== Brano da leggere ==

Giustizia di piazza a colpi di like
La triste vicenda di Colleferro, del giovane ucciso a botte, ha suscitato sgomento, orrore, indignazione e altro ancora. Non è ammissibile una simile violenza, completamente immotivata, da parte del branco su un ragazzo solo.
Lasciamo però da parte questa storia, ammesso sia possibile farlo, nella sua essenza di fatto storico e proviamo a prenderla come esempio stereotipo per osservarne gli effetti e cercare di focalizzarsi su tutto ciò che ne è derivato in rete e in quella minima parte di realtà vera, non virtuale, che sembra essere sempre meno parte delle nostre esistenze.
Già il giorno dopo il fatto erano stati messi in Rete tutti gli elementi necessari per emettere una sentenza ed eseguirla da parte del popolo di Internet. Giornali e social invasi dall’immagine della vittima seduta ad un banco di scuola e gli arrestati in atteggiamenti inequivocabili con muscoli e tatuaggi in mostra, scattate in palestra, già condivise e commentate con tutti i possibili insulti. Lo strazio dei genitori della vittima da una parte, con le magliette bianche al funerale fanno da contraltare ad articoli dove si dettaglia la forma di combattimento praticata dagli autori dell’aggressione. La soluzione è stata addirittura già individuata da qualcuno nel chiudere le palestre.

===

- Consegna 1 -
Nel brano sulla vicenda di Colleferro, quale soluzione qualcuno ha già individuato?
- Consegna 2 -
Riproduci il brano sulla vicenda di Colleferro da "Lasciamo però da" fino a "delle nostre esistenze." compreso.
- Consegna 3 -
Riprendi il testo sulla giustizia di piazza in rete e proseguilo a partire dall'ultima frase.

== Dati forniti ==

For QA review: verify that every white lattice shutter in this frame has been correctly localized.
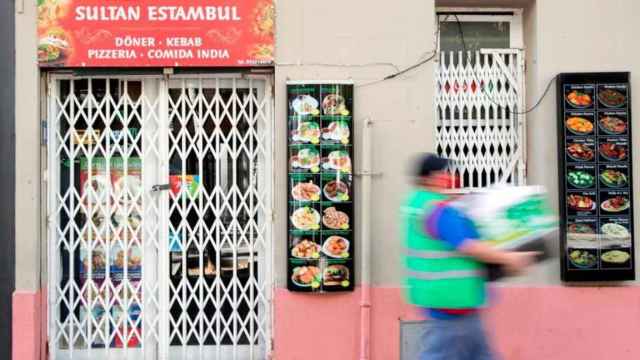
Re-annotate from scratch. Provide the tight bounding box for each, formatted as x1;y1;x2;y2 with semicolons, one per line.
435;49;526;189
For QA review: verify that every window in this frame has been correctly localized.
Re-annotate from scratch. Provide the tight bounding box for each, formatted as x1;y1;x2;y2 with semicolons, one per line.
435;9;526;189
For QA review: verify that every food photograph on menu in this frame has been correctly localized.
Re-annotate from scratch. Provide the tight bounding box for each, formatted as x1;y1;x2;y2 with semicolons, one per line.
557;73;635;281
287;82;355;293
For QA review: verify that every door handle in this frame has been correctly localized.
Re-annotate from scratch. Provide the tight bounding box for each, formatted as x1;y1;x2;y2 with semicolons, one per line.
151;184;171;192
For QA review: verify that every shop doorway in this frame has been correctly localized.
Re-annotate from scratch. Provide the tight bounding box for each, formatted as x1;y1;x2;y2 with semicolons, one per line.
46;75;273;360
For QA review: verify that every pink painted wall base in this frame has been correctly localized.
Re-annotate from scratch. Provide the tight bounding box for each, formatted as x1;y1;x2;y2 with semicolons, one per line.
11;291;46;360
274;286;640;360
12;286;640;360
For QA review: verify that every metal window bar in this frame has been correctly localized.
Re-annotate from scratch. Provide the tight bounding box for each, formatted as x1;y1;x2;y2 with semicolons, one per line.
435;49;526;190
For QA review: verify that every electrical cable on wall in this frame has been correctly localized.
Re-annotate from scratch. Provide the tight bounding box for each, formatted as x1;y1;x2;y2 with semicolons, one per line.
453;14;556;115
276;14;556;115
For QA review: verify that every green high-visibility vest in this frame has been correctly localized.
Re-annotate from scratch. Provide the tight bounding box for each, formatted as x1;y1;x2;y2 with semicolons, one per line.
402;190;486;309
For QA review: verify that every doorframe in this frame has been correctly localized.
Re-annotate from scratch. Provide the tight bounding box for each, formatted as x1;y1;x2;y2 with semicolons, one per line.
42;68;277;359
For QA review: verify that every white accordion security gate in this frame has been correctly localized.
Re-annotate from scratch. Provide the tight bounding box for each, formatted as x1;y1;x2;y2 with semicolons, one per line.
46;75;273;360
435;49;527;189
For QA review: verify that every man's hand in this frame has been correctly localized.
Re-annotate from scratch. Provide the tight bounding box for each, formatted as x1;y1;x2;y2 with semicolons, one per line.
502;251;537;275
458;240;537;275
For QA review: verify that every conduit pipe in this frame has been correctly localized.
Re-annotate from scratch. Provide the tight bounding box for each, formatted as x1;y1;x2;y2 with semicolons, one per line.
359;118;373;360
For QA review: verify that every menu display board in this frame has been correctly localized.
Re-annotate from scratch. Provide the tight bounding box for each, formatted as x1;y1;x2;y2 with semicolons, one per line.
558;73;635;281
287;82;355;293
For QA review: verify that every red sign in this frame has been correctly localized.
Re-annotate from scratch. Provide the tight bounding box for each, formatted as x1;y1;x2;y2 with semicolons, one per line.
38;0;275;67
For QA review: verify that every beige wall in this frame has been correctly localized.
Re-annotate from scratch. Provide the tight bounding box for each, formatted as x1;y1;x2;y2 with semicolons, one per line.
510;0;640;284
16;0;640;290
15;1;41;291
274;0;435;286
274;0;640;286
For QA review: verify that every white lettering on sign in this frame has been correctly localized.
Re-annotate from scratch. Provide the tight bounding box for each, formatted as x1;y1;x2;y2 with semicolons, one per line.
197;49;229;59
166;37;202;47
70;5;242;21
147;49;193;59
75;6;140;21
116;36;156;47
87;49;138;60
147;6;242;21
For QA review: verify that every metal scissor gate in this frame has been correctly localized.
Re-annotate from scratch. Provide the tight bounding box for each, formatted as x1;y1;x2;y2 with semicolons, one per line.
46;74;273;360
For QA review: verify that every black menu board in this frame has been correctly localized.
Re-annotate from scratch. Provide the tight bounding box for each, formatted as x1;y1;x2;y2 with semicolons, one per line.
287;82;355;293
558;72;635;281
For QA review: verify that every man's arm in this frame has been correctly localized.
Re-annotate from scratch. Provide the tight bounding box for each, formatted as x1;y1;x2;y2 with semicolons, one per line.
458;240;536;273
425;206;535;273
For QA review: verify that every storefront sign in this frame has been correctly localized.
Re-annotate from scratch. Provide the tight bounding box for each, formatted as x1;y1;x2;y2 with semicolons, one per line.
287;82;355;292
38;0;275;67
558;73;635;281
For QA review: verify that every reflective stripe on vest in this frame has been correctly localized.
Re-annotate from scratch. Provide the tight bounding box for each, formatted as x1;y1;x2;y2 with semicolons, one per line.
407;270;485;280
405;249;471;259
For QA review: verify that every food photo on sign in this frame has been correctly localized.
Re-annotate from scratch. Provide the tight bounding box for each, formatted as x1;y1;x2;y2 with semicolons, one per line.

===

- Risposta scritta 1 -
Chiudere le palestre.

- Risposta scritta 2 -
Lasciamo però da parte questa storia, ammesso sia possibile farlo, nella sua essenza di fatto storico e proviamo a prenderla come esempio stereotipo per osservarne gli effetti e cercare di focalizzarsi su tutto ciò che ne è derivato in rete e in quella minima parte di realtà vera, non virtuale, che sembra essere sempre meno parte delle nostre esistenze.

- Risposta scritta 3 -
I giornalisti, in questo, sono i migliori propagatori non più della notizia, ma del suo contorno e si sono distinti nel diffondere nomi e immagini scegliendo quelle che più provocano sentimenti, specialmente se questi ultimi, a loro volta, possono scatenare ulteriori reazioni, commenti, condivisioni. Poniamo il caso, come ipotesi, che sui profili social degli aggressori vi fossero foto in atteggiamenti teneri con un gatto o un coniglio sarebbero state pubblicate? Dubito.
Il caso viene vivisezionato per trovare spunti sensazionalistici e la possibilità di dare in pasto i protagonisti alla TV spazzatura, l’ultima frontiera rimasta al di fuori della Rete per dare sfogo ai bassi istinti. Non meravigliamoci se, a breve, in qualche programma serale vedremo veri o improvvisati avvocati e i tuttologi di turno, vomitare le loro sentenze, assiomi e verità assolute sul caso.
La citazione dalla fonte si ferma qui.